▶ [Supplied information]:
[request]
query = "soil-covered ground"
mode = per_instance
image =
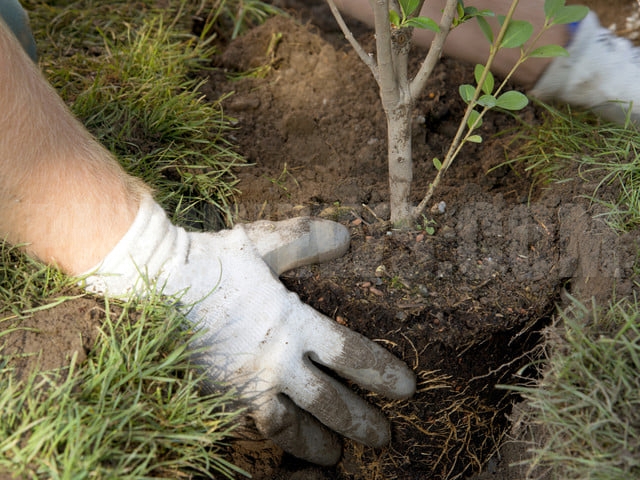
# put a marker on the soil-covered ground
(462, 300)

▶ [Problem requirements]:
Repeat the listing exactly; do not print any picture.

▶ [Solution to the problem]:
[request]
query = "soil-covered ground"
mode = per_instance
image =
# put a marker on the soil-covered ground
(462, 300)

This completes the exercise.